Chanthaburi, Thailand: An Uncertain Religious Experience (cont.)

I know the elephant is the symbol of Thailand and the rabbit is that of Chanthaburi, but the rest are lost on me.  Beyond all the tables, along the back wall of the room, are several glass-covered cases containing gold statues of a familiar sitting Buddha.  Off to the left of the case is a plain shelf holding brown boxes with a sign above it that I can’t read. 

Beer stops to read it.  She digs through one of the boxes and walks away with a handful of long sticks coated with the same reddish-pink substance as matches.  A bird flies through the window and around the room in wide circles.  It is only the three of us here.

I follow Beer into the next room.  The walls are barren and the pillars are covered in gecko shit.  There are more tables with flowers, plants, statues and a small glass case containing a burning flame.  She opens the front of the case and puts the end of the sticks into the fire, igniting each tip with a percussive orange flare. 

“I put these,” she says while motioning a circle with her hand.     

I stay a short distance back from Beer as she walks across the room, placing three of the glowing sticks into three small pots that stand in front of the Buddha statues.

* **WHAT IS ASKED**: Please repeat the Chanthaburi temple passage above word for word, from "Beer stops to" to "of us here.".

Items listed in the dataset
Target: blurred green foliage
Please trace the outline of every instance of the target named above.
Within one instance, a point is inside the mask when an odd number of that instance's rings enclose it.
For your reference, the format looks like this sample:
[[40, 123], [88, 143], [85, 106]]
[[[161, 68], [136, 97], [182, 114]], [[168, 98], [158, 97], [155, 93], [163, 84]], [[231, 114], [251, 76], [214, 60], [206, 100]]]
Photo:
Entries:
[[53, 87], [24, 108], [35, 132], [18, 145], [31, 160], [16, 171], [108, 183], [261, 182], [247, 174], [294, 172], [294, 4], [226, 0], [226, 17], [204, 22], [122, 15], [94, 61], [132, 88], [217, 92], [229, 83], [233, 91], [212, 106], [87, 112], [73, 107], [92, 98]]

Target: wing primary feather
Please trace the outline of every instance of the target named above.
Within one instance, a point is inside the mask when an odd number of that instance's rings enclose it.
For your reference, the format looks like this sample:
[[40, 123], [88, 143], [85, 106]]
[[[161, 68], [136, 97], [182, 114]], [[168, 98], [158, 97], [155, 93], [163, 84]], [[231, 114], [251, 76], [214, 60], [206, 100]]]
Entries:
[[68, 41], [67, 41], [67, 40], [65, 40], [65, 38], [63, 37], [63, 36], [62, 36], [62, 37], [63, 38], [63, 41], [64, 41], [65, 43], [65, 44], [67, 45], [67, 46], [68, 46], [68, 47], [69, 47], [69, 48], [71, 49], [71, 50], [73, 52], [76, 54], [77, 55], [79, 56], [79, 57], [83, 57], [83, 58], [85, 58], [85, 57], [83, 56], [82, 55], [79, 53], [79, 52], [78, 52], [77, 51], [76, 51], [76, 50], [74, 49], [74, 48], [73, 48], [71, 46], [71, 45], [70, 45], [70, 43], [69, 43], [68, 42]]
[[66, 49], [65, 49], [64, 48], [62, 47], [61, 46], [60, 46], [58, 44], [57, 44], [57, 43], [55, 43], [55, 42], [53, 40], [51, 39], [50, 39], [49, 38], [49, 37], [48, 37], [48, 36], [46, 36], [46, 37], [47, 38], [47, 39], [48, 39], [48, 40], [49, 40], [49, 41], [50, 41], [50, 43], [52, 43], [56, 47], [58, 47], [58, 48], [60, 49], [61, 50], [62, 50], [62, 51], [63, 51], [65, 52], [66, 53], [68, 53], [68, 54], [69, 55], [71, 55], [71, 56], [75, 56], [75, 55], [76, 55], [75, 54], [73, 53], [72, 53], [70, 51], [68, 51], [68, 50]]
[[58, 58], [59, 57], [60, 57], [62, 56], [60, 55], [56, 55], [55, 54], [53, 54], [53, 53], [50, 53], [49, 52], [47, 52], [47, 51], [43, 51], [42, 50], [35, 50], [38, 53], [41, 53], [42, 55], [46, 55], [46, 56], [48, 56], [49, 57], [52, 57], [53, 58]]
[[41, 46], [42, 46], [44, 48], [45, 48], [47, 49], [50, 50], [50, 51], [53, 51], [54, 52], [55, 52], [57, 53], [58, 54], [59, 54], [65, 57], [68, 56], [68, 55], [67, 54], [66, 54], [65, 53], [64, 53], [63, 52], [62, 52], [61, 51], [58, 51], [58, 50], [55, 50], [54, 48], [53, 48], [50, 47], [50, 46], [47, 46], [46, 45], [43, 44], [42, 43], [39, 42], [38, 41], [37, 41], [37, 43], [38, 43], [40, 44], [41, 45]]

* **FULL RESPONSE**:
Beer stops to read it.  She digs through one of the boxes and walks away with a handful of long sticks coated with the same reddish-pink substance as matches.  A bird flies through the window and around the room in wide circles.  It is only the three of us here.